Page extract →
Wednesday, May 27, 2020

Daniel Defoe's A Journal of the Plague Year



Like Camus’ book, Daniel Defoe combines realism and journalistic reporting to create a tale of life during the Great Plague of London in 1665.  His work is more journalism than personal journal.  In fact, Defoe was just a child when the plague raged through the city.  His A Journal of the Plague Year (1722) is based on the personal accounts of his uncle, Henry Foe (Defoe added the “De” later in his life).  What is most interesting in Defoe’s writing is the way he uses science and data; the book really reads as science journalism, with Defoe citing “bills of mortality,” statistical references to those taken ill and those who died, as well as documenting the spread of the disease in London.

As with Camus’ work, many of the situations and responses Defoe describes ring eerily like our own Covid-19 response.  The government attempts to hide the greater spread of the disease.  “But it seems that the Government had a true account of it, and several councils were held about ways to prevent its coming over,” he writes, “but all was kept very private.”

He offers anecdotes about strange occurrences both before and during the outbreak.  “A blazing star or comet appeared for several months before the plague,” he tells us, and these events continue up to the Great Fire of London which effectively ends the spread of the disease in 1666 by eradicating rats and curing the flea infestation that spread the infection.  People also seek out all manner of “quacks and mountebanks, wizards and fortune-tellers,” in an attempt to find some kind of logic in the spread of the disease and eventual death rate.  Poor people especially are victimized by this.  Many of these snake oil salesmen hawking quick remedies offer no mitigation for the disease, similar to Trump flogging chloroquine as a cure for Covid-19.

Families of those who are hospitalized or die from the plague cannot be with their loved ones.  Defoe tells us they could not enter the church or hold graveside services.  In addition, he describes how when someone is taken ill or has died in a particular house, a guard is posted to keep the remaining family members from leaving the premises and possibly infecting others.  However, people would not report the death until the entire family could sneak out and go to the country or another area and thereby avoid quarantine.  This only spreads the disease to outlying areas.

List of tasks →
a) In the Defoe post, whose personal accounts is A Journal of the Plague Year based on?
b) Reproduce the stretch of the Defoe post from "Wednesday, May 27, 2020" through "disease in London.".

Data supplied →
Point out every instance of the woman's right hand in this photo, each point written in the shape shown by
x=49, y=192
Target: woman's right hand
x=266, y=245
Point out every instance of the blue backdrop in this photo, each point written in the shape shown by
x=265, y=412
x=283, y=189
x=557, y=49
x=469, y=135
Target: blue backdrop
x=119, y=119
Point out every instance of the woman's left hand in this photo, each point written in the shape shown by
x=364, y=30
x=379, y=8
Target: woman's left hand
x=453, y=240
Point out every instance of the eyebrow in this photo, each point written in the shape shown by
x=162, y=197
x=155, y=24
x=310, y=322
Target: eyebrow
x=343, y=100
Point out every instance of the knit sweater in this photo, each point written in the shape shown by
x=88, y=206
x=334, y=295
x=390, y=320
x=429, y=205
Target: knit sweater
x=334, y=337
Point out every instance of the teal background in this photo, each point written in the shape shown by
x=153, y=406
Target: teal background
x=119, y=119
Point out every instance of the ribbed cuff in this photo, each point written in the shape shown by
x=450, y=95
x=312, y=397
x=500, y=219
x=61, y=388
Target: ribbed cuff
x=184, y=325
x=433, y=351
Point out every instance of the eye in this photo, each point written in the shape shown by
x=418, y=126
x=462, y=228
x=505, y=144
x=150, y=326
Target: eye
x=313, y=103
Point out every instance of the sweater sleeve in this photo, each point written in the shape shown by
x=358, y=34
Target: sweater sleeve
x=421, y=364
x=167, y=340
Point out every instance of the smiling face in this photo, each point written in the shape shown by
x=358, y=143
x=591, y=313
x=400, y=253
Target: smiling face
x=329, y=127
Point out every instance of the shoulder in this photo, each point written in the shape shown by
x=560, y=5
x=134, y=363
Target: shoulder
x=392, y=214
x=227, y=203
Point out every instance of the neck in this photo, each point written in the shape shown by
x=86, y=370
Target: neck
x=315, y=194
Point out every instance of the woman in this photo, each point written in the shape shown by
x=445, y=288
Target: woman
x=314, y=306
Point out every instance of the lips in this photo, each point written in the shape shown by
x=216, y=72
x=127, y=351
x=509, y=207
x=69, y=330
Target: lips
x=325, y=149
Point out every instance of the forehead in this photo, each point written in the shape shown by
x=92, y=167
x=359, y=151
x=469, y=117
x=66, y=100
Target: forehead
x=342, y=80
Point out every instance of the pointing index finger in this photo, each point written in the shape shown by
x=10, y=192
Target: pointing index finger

Replies →
a) Those of Defoe's uncle, Henry Foe.

b)
Wednesday, May 27, 2020

Daniel Defoe's A Journal of the Plague Year



Like Camus’ book, Daniel Defoe combines realism and journalistic reporting to create a tale of life during the Great Plague of London in 1665.  His work is more journalism than personal journal.  In fact, Defoe was just a child when the plague raged through the city.  His A Journal of the Plague Year (1722) is based on the personal accounts of his uncle, Henry Foe (Defoe added the “De” later in his life).  What is most interesting in Defoe’s writing is the way he uses science and data; the book really reads as science journalism, with Defoe citing “bills of mortality,” statistical references to those taken ill and those who died, as well as documenting the spread of the disease in London.